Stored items
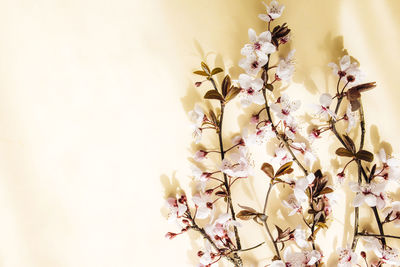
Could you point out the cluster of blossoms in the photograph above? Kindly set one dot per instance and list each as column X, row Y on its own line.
column 311, row 193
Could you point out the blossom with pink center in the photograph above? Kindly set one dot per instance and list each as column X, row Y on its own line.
column 309, row 157
column 347, row 258
column 200, row 155
column 291, row 128
column 203, row 204
column 285, row 68
column 292, row 204
column 385, row 254
column 391, row 167
column 301, row 185
column 260, row 45
column 251, row 90
column 176, row 209
column 348, row 71
column 322, row 110
column 372, row 194
column 253, row 64
column 236, row 165
column 262, row 135
column 284, row 107
column 351, row 119
column 197, row 117
column 300, row 237
column 281, row 156
column 274, row 11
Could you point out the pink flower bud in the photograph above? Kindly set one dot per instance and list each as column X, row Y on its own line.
column 200, row 155
column 170, row 235
column 255, row 119
column 340, row 177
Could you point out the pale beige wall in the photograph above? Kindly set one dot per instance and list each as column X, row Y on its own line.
column 93, row 125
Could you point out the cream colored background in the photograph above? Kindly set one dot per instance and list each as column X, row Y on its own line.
column 93, row 126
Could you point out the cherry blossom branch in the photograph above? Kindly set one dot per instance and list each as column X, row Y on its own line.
column 379, row 236
column 226, row 183
column 264, row 220
column 278, row 135
column 360, row 168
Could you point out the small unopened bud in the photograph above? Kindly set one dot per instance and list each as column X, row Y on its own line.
column 363, row 254
column 255, row 119
column 340, row 177
column 351, row 78
column 170, row 235
column 200, row 155
column 341, row 73
column 209, row 191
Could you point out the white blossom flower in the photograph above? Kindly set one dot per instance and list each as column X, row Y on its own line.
column 350, row 118
column 206, row 255
column 281, row 156
column 237, row 164
column 301, row 186
column 221, row 231
column 347, row 258
column 391, row 167
column 251, row 90
column 197, row 117
column 348, row 70
column 291, row 128
column 200, row 176
column 274, row 11
column 323, row 110
column 309, row 157
column 204, row 205
column 176, row 209
column 284, row 107
column 253, row 64
column 285, row 68
column 299, row 259
column 372, row 194
column 260, row 45
column 300, row 237
column 262, row 135
column 394, row 212
column 386, row 254
column 292, row 204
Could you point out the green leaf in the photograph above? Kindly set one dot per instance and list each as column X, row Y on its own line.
column 285, row 168
column 226, row 85
column 268, row 169
column 200, row 72
column 343, row 152
column 233, row 92
column 365, row 155
column 216, row 71
column 205, row 68
column 214, row 94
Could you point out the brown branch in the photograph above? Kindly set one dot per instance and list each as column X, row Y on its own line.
column 266, row 224
column 226, row 183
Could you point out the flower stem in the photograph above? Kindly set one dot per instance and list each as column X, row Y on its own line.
column 226, row 183
column 360, row 171
column 266, row 224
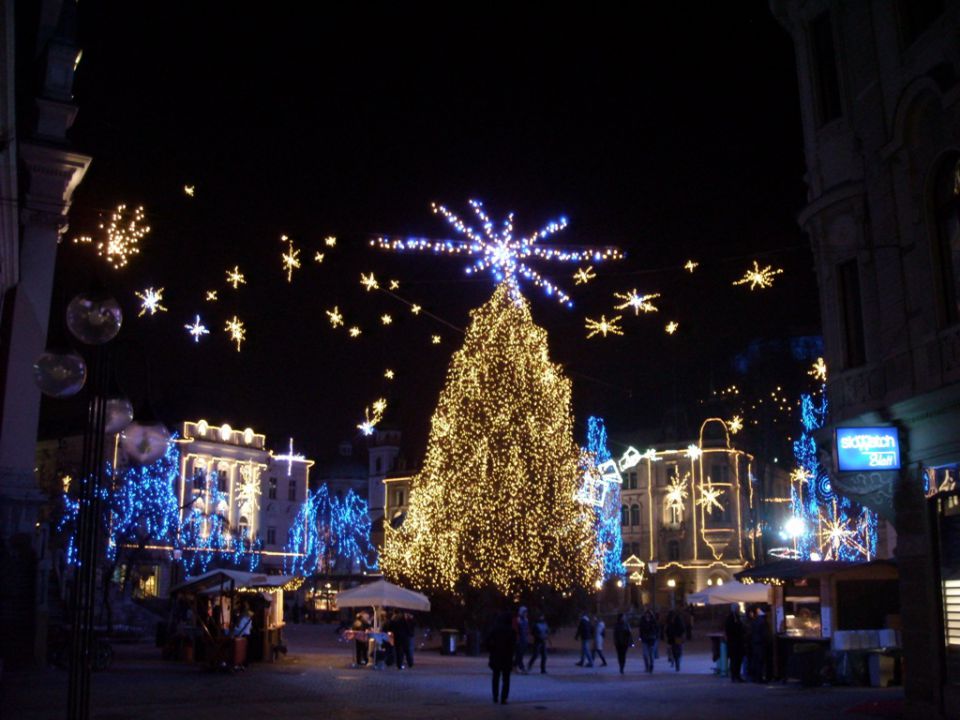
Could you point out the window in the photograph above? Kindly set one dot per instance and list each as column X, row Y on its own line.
column 825, row 69
column 945, row 214
column 854, row 347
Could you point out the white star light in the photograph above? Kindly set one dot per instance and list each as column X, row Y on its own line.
column 497, row 250
column 197, row 329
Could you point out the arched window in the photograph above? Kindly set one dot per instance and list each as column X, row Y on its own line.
column 945, row 214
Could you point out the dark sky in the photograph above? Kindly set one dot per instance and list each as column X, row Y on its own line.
column 672, row 131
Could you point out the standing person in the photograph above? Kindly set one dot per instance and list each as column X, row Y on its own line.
column 649, row 633
column 676, row 632
column 585, row 635
column 599, row 632
column 734, row 629
column 502, row 645
column 540, row 633
column 622, row 639
column 521, row 626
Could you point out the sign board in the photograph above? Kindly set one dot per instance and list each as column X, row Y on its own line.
column 867, row 448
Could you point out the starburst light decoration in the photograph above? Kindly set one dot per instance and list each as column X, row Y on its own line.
column 336, row 319
column 584, row 275
column 604, row 326
column 151, row 301
column 235, row 277
column 636, row 301
column 197, row 329
column 758, row 278
column 497, row 250
column 236, row 331
column 290, row 259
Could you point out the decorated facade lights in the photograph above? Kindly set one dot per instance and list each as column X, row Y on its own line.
column 151, row 301
column 757, row 277
column 197, row 329
column 603, row 326
column 495, row 249
column 639, row 303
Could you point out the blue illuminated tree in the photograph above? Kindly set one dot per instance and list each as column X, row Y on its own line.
column 607, row 515
column 330, row 532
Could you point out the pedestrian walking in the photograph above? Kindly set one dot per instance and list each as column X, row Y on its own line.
column 541, row 632
column 735, row 630
column 622, row 639
column 585, row 635
column 502, row 645
column 599, row 632
column 676, row 631
column 649, row 631
column 521, row 626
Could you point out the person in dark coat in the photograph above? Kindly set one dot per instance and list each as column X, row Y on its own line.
column 735, row 631
column 622, row 639
column 502, row 643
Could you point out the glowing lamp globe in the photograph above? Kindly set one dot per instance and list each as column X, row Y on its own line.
column 119, row 415
column 59, row 374
column 145, row 442
column 94, row 319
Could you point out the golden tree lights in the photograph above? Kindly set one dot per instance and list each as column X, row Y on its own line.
column 494, row 503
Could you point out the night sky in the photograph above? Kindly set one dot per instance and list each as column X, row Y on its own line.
column 673, row 133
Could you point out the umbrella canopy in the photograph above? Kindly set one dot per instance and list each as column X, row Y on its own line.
column 732, row 592
column 383, row 594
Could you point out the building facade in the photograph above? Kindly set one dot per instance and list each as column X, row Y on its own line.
column 879, row 88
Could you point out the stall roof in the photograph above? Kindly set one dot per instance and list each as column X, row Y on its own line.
column 235, row 579
column 782, row 570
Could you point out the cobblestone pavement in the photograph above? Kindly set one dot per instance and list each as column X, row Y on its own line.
column 315, row 681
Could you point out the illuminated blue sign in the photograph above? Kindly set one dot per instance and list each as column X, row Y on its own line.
column 875, row 448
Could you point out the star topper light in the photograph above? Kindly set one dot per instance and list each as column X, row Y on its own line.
column 496, row 249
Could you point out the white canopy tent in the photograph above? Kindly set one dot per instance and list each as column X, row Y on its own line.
column 731, row 592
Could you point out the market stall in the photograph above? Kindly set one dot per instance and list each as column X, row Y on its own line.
column 227, row 618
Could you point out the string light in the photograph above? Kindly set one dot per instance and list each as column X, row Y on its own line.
column 507, row 528
column 151, row 301
column 336, row 319
column 757, row 277
column 603, row 326
column 236, row 330
column 290, row 259
column 235, row 277
column 495, row 249
column 584, row 275
column 636, row 301
column 197, row 330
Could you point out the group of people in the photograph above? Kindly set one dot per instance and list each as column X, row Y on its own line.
column 748, row 638
column 399, row 629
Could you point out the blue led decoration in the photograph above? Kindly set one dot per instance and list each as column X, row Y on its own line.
column 607, row 515
column 498, row 251
column 330, row 533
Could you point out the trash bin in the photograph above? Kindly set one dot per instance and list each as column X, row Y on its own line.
column 448, row 641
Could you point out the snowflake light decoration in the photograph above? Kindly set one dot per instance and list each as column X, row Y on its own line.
column 197, row 330
column 636, row 301
column 290, row 259
column 584, row 275
column 236, row 330
column 604, row 326
column 497, row 249
column 151, row 301
column 336, row 319
column 235, row 277
column 757, row 277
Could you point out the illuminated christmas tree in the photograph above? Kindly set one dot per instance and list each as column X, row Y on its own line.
column 494, row 506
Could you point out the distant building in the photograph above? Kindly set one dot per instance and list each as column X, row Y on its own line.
column 880, row 103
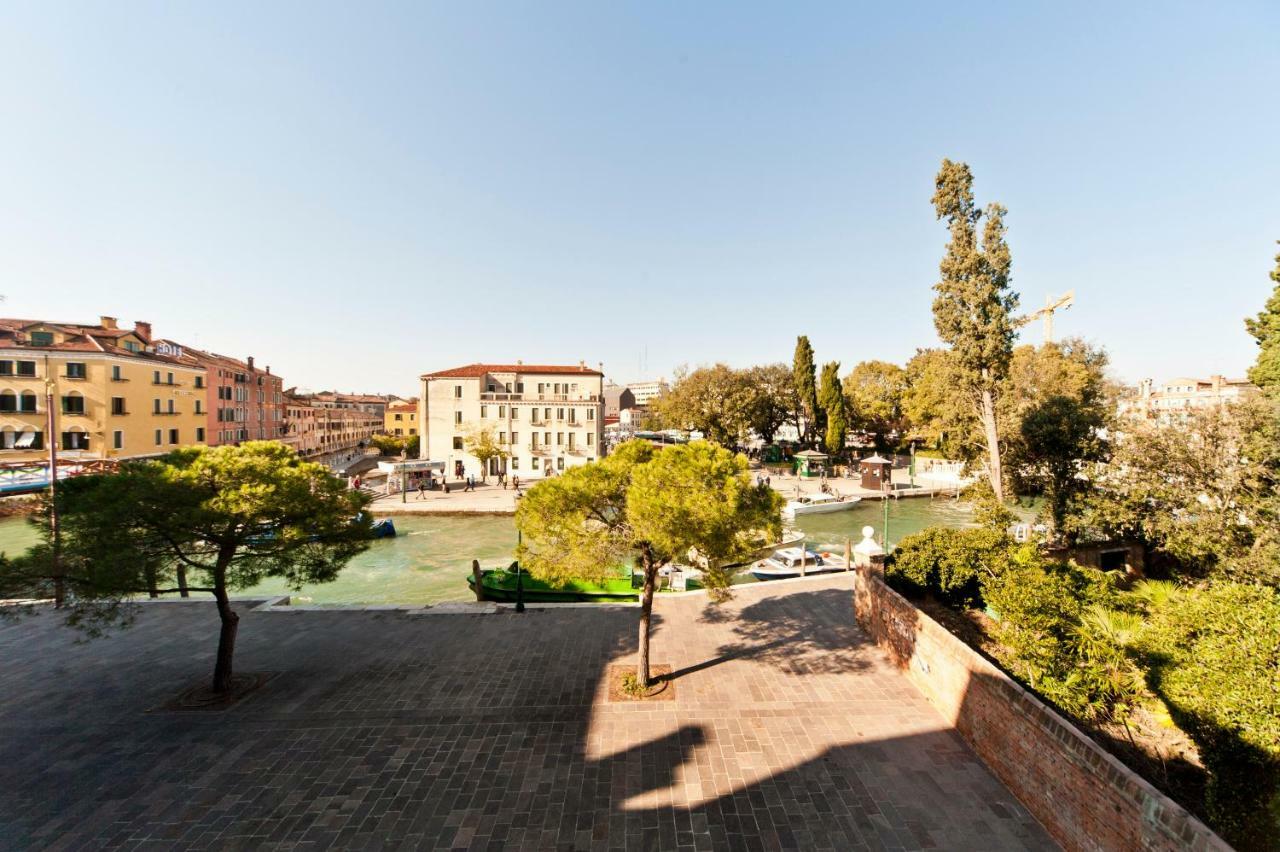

DIRECTIONS FOR THIS TASK:
Set out every line of the data above as a numbered list, skipping any blank lines. Leave the pictures out of your answer.

WRITTEN ANSWER:
1. Could you point out the cluster of blossoms in the photograph above? Kindly set one dot per instance and list each as column X, row Y on its own line.
2. column 311, row 193
3. Could you point out the blossom with pink center in the photograph above? Kindly set one dot per instance and list each as column X, row Y on its own line.
4. column 309, row 157
5. column 347, row 258
6. column 200, row 155
7. column 291, row 128
8. column 203, row 204
9. column 285, row 68
10. column 292, row 204
11. column 385, row 254
12. column 391, row 167
13. column 301, row 185
14. column 260, row 45
15. column 251, row 90
16. column 176, row 209
17. column 348, row 71
18. column 322, row 110
19. column 372, row 194
20. column 253, row 64
21. column 236, row 165
22. column 262, row 135
23. column 284, row 107
24. column 351, row 119
25. column 197, row 117
26. column 300, row 237
27. column 281, row 156
28. column 274, row 11
29. Could you point out the pink flower bud in the photograph above? Kindly set one dot per instance and list each as column X, row Y on its own line.
30. column 200, row 155
31. column 170, row 235
32. column 255, row 119
33. column 340, row 177
34. Could you point out the pale beige wall in the photograph above? Kindly set one dot per instance and list each as column X, row Y on its own line.
35. column 93, row 125
36. Could you point out the cream colored background in the photograph above? Kindly set one dot per instance and list each as column X, row Y on its own line.
37. column 93, row 126
38. Could you point out the cherry blossom branch in the photograph above? Kindly set one dot per instance and list each as column X, row Y on its own line.
39. column 379, row 236
40. column 226, row 183
41. column 264, row 220
42. column 278, row 135
43. column 360, row 168
44. Could you point out the small unopened bud in the photograph above? Kindly set one dot per instance and list each as column X, row Y on its own line.
45. column 363, row 254
46. column 255, row 119
47. column 340, row 177
48. column 351, row 78
49. column 170, row 235
50. column 200, row 155
51. column 341, row 73
52. column 209, row 191
53. Could you point out the white blossom flower in the photograph above? Kindly set one dot per instance and list each as column X, row Y on its own line.
54. column 350, row 118
55. column 206, row 255
56. column 281, row 156
57. column 237, row 164
58. column 301, row 186
59. column 221, row 231
60. column 347, row 258
61. column 391, row 167
62. column 251, row 90
63. column 197, row 117
64. column 348, row 70
65. column 291, row 128
66. column 200, row 176
67. column 274, row 11
68. column 323, row 110
69. column 309, row 157
70. column 204, row 205
71. column 176, row 209
72. column 284, row 107
73. column 253, row 64
74. column 285, row 68
75. column 299, row 259
76. column 372, row 194
77. column 260, row 45
78. column 300, row 237
79. column 262, row 135
80. column 394, row 212
81. column 386, row 254
82. column 292, row 204
83. Could you point out the green leaf in the photograph above? Kindly set one dot per instance and list each as column X, row Y on its own line.
84. column 285, row 168
85. column 226, row 85
86. column 268, row 169
87. column 200, row 72
88. column 343, row 152
89. column 233, row 92
90. column 365, row 155
91. column 216, row 71
92. column 205, row 68
93. column 214, row 94
94. Could you point out the brown branch in the photograph above? Kindly set one dot per instance and list each as column X, row Y on its own line.
95. column 266, row 224
96. column 226, row 183
97. Could you point out the flower stem in the photograph above? Kindly set one dot per instance and list each as column X, row Y on its own line.
98. column 226, row 183
99. column 360, row 171
100. column 266, row 224
101. Could you point out the window in the photograph above? Kindly set one dot per instance and list each as column X, row Y on its own line.
102. column 825, row 69
103. column 945, row 214
104. column 854, row 347
105. Could you point out the white star light in the photograph above? Kindly set one dot per instance and list each as column X, row Y on its own line.
106. column 497, row 250
107. column 197, row 329
108. Could you point out the arched window in the photograph above? Kindly set one dot per instance and list each as column X, row Y on its own line.
109. column 945, row 214
110. Could you point out the dark sky in the photograph above? Kindly set one dot per instance and list each as column X, row Y on its own line.
111. column 672, row 131
112. Could you point out the standing person in the photograph above? Kindly set one dot per instance and list each as column X, row Y on its own line.
113. column 649, row 633
114. column 676, row 632
115. column 585, row 635
116. column 599, row 632
117. column 734, row 629
118. column 502, row 645
119. column 540, row 633
120. column 622, row 639
121. column 521, row 626
122. Could you point out the sign board in the photograph above? Kindly set one dot per instance and list each as column X, row Y on its own line.
123. column 867, row 448
124. Could you point out the starburst light decoration in the photograph above? Kindly set one dot per instance and list each as column X, row Y on its own line.
125. column 336, row 319
126. column 584, row 275
127. column 604, row 326
128. column 151, row 301
129. column 235, row 277
130. column 636, row 301
131. column 197, row 329
132. column 758, row 278
133. column 497, row 250
134. column 236, row 331
135. column 290, row 259
136. Could you point out the decorated facade lights in the photograph above? Kindly set one dot per instance and list each as column X, row Y on its own line.
137. column 151, row 301
138. column 757, row 277
139. column 197, row 329
140. column 603, row 326
141. column 495, row 249
142. column 639, row 303
143. Could you point out the blue illuminated tree in the photograph above? Kindly set one dot per instance and list each as column X, row Y on its own line.
144. column 607, row 515
145. column 330, row 532
146. Could you point out the pedestrian walking in the photograph above? Kindly set one dot per instance and list each as column X, row Y on its own line.
147. column 541, row 632
148. column 735, row 630
149. column 622, row 639
150. column 585, row 635
151. column 502, row 645
152. column 599, row 632
153. column 676, row 631
154. column 649, row 631
155. column 521, row 626
156. Could you point out the person in dark coat in the photograph above? Kindly set one dot per instance and list each as column X, row Y on its own line.
157. column 735, row 631
158. column 622, row 639
159. column 502, row 643
160. Could you point out the glowing lamp globe in the photograph above? Kindly set one dot per instance and list each as column X, row Y on its own line.
161. column 119, row 415
162. column 59, row 374
163. column 145, row 442
164. column 94, row 319
165. Could you point out the golden tree lights in the photograph above? Kindly set one dot per instance and list each as column X, row Y on its own line.
166. column 494, row 503
167. Could you point out the night sky in the photograph above? Kindly set one dot per instance and list each as column X, row Y on its own line.
168. column 673, row 133
169. Could you point out the umbrella canopy in the photograph above? Kindly set one dot per instance and list each as column X, row Y on its own line.
170. column 732, row 592
171. column 383, row 594
172. Could you point out the building facade in the photograph above? Kindly set one dot per instance and list each as column X, row Y on its own line.
173. column 879, row 88
174. Could you point out the stall roof in the photograph above? Kindly set one dot per instance and list each as column X, row Y on its own line.
175. column 235, row 579
176. column 782, row 570
177. Could you point out the cobblestone pavement in the photograph above? Kindly set one dot per instance and list each as column X, row Y on its own line.
178. column 315, row 681
179. Could you point out the illuminated blue sign in the photograph above? Kindly set one dot per instance and list each as column X, row Y on its own line.
180. column 875, row 448
181. Could you point out the star topper light in the photograph above? Kindly set one dot per instance and list each as column X, row Y on its own line.
182. column 496, row 249
183. Could you point out the white canopy tent in the photograph above? Kindly set one dot per instance and list each as column X, row Y on its own line.
184. column 731, row 592
185. Could you point out the market stall in the photograph above? Kindly set one dot per instance and list each as column X, row Y on its own line.
186. column 227, row 618
187. Could you point out the string light in the photograph above? Kindly set one dot per instance and list each as column X, row Y on its own line.
188. column 507, row 528
189. column 151, row 301
190. column 336, row 319
191. column 757, row 277
192. column 603, row 326
193. column 236, row 330
194. column 290, row 259
195. column 235, row 277
196. column 495, row 249
197. column 584, row 275
198. column 636, row 301
199. column 197, row 330
200. Could you point out the group of people in the photograph above? Kindly set one dot per instance and list each as column X, row Y on its own line.
201. column 748, row 638
202. column 399, row 629
203. Could you point out the blue led decoration in the photograph above? Kindly set one dot per instance and list each as column X, row Y on its own line.
204. column 607, row 515
205. column 498, row 251
206. column 330, row 533
207. Could you point out the trash bin in the photograph above? Kindly set one dot per instance and list each as column X, row Y on its own line.
208. column 448, row 641
209. Could you point out the snowflake light decoration in the photograph above? Kindly set one dot per instance and list each as column X, row Y on its own line.
210. column 197, row 330
211. column 636, row 301
212. column 290, row 259
213. column 584, row 275
214. column 236, row 330
215. column 604, row 326
216. column 497, row 249
217. column 151, row 301
218. column 336, row 319
219. column 235, row 277
220. column 757, row 277
221. Could you point out the illuminated christmas tree in the photograph above? Kindly set one dot per instance and list each as column X, row Y on its own line.
222. column 494, row 506
223. Could you point out the distant building in the photograph above? Kindly set one dot per instance and list each as column X, row Y on its own line.
224. column 880, row 103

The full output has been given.